任务要求 A
用两句话概括这篇关于内核定时器的文档。
任务要求 B
根据这篇关于内核定时器的文档,AP终端老是重启的原因是什么?

文档
※
Kernel中timer错误使用触发了BUG_ON
最近,AP终端老是重启,原因是timer中的cascade的BUG_ON语句被触发,这句BUG_ON的意思是检测挂在当前base数组中的timer,其结构中指向的base指针不是当前数组.按正常cascade,每次定时器因时间流逝,应该在切换base组的时候也切换自己内部的指针.这个base指针什么时候被改掉的呢?
static int cascade(struct tvec_base *base, struct tvec *tv, int index) { /* cascade all the timers from tv up one level */ struct timer_list *timer, *tmp; struct list_head tv_list; list_replace_init(tv->vec + index, &tv_list); /* * We are removing _all_ timers from the list, so we * don't have to detach them individually. */ list_for_each_entry_safe(timer, tmp, &tv_list, entry) { BUG_ON(tbase_get_base(timer->base) != base); internal_add_timer(base, timer); } return index; }
关于内核timer的使用,还要提到四个重要的接口:
add_timer, mod_timer, del_timer,init_timer.
※
资料摘录

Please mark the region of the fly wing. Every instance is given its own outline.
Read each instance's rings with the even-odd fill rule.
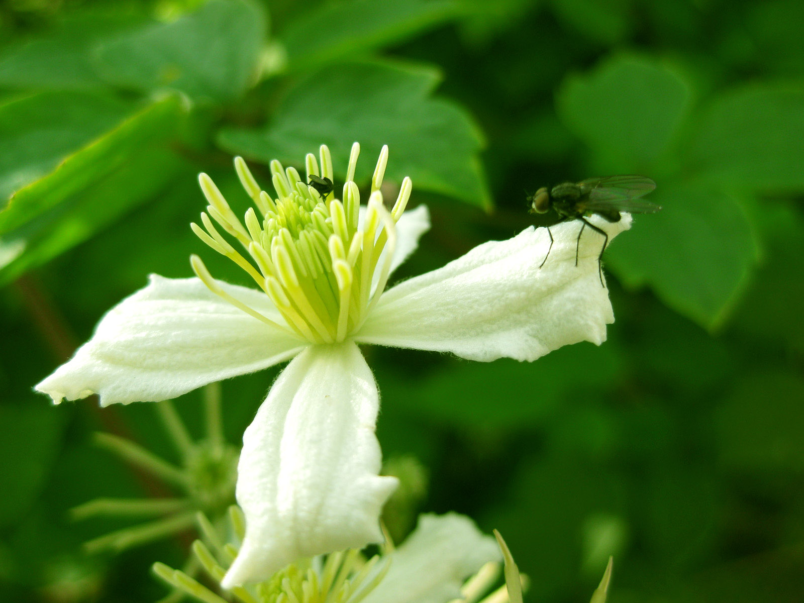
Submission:
[[[588,211],[617,210],[634,214],[650,214],[661,207],[650,201],[640,200],[656,188],[656,183],[645,176],[607,176],[592,178],[578,183],[589,198],[584,203]]]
※
书面解答 A
AP终端最近频繁重启,原因是内核timer的cascade函数中的BUG_ON语句被触发;该语句用于检测挂在当前base数组中、但其结构中的base指针不指向当前数组的timer。按正常的cascade流程,定时器在切换base组时也应切换自身内部的指针,文中由此追问这个base指针是何时被改掉的,并列出内核timer使用中的四个重要接口:add_timer、mod_timer、del_timer和init_timer。

书面解答 B
timer中cascade的BUG_ON语句被触发。